**Provided material**
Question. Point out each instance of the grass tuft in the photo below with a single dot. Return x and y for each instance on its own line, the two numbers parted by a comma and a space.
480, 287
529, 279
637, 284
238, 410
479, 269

**Set problem**
Convert the records above into a two-column CSV with the header row instruction,points. Give one row per record: its text under instruction and its answer under points, each enclosed in double quotes, with any line breaks replaced by spaces.

**Answer to this task**
instruction,points
"Question. Point out each instance of the grass tuft in the photo below with a single dot. Return x and y for each instance on its own line, the two numbers parted by a comma and a space.","480, 287 529, 279 637, 284 238, 410 479, 269"